- WRITTEN INSTRUCTION A
In the bike trip text, why was the writer surprised after checking the bolt with the borrowed Allen key?

- TEXT EXCERPT
********************

I’d packed precooked sausages for dinner for Saturday and Sunday nights, and a free gas barbecue at the park afforded a good chance to make them a little more enticing. It was here that one of the local kids and I had a long chat about the Tassie trail and the 4wd track I’d just descended. He also had great stories of previous Tassie trail walkers and riders, and was interested in how long it had taken me to get to Lachlan from Dover. He ogled over my bike and gear for ages, which reminded me of my need for an Allen key, which he happened to have nearby. A quick check of the bolt surprised me, as it wasn’t loose – even if I had brought the right Allen key it wouldn’t have helped earlier! After a quick-ish meal, we raced to the local bridge, where I thanked him for his help and continued on my way into New Norfolk, however this wasn’t before I noticed a flat front tyre, which had a slow leak, so I reinflated it and told myself I’d repair it in the morning.

By this time it was well after 7pm, and the sun was getting low; a quick stop for water at a park in New Norfolk and I continued on my way up into the Black Hills, where I found a quiet spot overlooking the valley and promptly laid out my bivy bag, after a hard day of 111kms and 14hrs.

Campsite one - minimal gear proved quick in terms of unpacking and unpacking each night, as well as maximising the distance covered each day.

Campsite one - minimal gear proved quick in terms of unpacking and unpacking each night, as well as maximising the distance covered each day.

A long, albeit intermittent, sleep saw me to 8am the next morning, when I awoke looking over the valley towards New Norfolk. A less-than-speedy packup and breakfast took almost an hour, before I began walking up the Black Hills road. A few minutes later I was back on the bike, slowly grinding up to the top of the hills, before a lengthy dirt-road descent towards Bushy Park, where a Chicko + sausage roll really hit the spot.

********************

- WRITTEN INSTRUCTION B
Rewrite the records from the line containing "Practice. Spot the dense" through the end of the records, both ends included. Replace "concrete column" with "concrete post" and leave everything else unchanged.

- Records excerpted from a collection

********************

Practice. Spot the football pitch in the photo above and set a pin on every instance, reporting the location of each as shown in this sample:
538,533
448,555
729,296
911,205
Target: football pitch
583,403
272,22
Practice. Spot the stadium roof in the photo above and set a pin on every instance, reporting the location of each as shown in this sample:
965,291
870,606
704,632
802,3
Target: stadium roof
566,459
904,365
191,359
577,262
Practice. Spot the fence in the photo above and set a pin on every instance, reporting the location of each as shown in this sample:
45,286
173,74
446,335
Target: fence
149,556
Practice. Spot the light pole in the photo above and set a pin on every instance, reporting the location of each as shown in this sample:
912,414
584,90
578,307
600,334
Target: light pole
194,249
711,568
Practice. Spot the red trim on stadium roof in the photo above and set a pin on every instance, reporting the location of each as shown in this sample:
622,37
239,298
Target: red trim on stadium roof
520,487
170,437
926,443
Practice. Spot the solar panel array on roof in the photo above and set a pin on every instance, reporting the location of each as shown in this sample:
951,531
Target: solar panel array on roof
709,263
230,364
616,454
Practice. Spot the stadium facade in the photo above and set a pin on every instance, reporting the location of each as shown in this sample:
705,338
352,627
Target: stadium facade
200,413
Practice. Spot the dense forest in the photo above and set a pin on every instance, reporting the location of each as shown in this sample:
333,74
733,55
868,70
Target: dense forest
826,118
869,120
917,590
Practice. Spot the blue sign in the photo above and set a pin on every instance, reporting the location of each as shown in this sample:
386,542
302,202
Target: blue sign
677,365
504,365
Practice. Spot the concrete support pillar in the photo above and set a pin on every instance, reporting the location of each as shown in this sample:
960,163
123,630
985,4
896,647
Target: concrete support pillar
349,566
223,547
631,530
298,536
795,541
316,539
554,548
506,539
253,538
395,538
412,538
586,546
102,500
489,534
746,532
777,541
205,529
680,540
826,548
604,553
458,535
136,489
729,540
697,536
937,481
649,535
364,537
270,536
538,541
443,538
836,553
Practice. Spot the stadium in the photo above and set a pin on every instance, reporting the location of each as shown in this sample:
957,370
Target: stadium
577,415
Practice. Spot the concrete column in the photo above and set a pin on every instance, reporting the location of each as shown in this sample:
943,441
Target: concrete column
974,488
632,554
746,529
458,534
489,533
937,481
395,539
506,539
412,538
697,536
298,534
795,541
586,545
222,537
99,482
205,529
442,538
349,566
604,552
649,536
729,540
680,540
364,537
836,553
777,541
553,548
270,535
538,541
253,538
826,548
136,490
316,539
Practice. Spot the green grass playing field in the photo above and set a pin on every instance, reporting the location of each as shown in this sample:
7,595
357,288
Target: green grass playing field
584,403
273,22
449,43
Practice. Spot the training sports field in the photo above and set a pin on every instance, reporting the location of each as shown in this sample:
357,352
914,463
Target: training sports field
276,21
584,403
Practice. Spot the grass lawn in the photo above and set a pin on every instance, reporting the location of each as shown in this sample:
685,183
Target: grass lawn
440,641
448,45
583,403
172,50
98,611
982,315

********************

- COMPLETE ANSWER A
The bolt wasn't loose. Even if the writer had brought the right Allen key, it wouldn't have helped earlier.

- COMPLETE ANSWER B
Practice. Spot the dense forest in the photo above and set a pin on every instance, reporting the location of each as shown in this sample:
333,74
733,55
868,70
Target: dense forest
826,118
869,120
917,590
Practice. Spot the blue sign in the photo above and set a pin on every instance, reporting the location of each as shown in this sample:
386,542
302,202
Target: blue sign
677,365
504,365
Practice. Spot the concrete support pillar in the photo above and set a pin on every instance, reporting the location of each as shown in this sample:
960,163
123,630
985,4
896,647
Target: concrete support pillar
349,566
223,547
631,530
298,536
795,541
316,539
554,548
506,539
253,538
395,538
412,538
586,546
102,500
489,534
746,532
777,541
205,529
680,540
826,548
604,553
458,535
136,489
729,540
697,536
937,481
649,535
364,537
270,536
538,541
443,538
836,553
Practice. Spot the stadium in the photo above and set a pin on every instance, reporting the location of each as shown in this sample:
957,370
Target: stadium
577,415
Practice. Spot the concrete post in the photo above and set a pin on every instance, reporting the location of each as shown in this sample:
943,441
Target: concrete post
974,488
632,554
746,529
458,534
489,533
937,481
395,539
506,539
412,538
697,536
298,534
795,541
586,545
222,537
99,482
205,529
442,538
349,566
604,552
649,536
729,540
680,540
364,537
836,553
777,541
553,548
270,535
538,541
253,538
826,548
136,490
316,539
Practice. Spot the green grass playing field in the photo above and set a pin on every instance, reporting the location of each as shown in this sample:
7,595
357,288
Target: green grass playing field
584,403
273,22
449,43
Practice. Spot the training sports field in the photo above and set a pin on every instance, reporting the location of each as shown in this sample:
357,352
914,463
Target: training sports field
276,21
584,403
Practice. Spot the grass lawn in the photo above and set a pin on every instance, reporting the location of each as shown in this sample:
685,183
Target: grass lawn
440,641
448,45
583,403
172,50
98,611
982,315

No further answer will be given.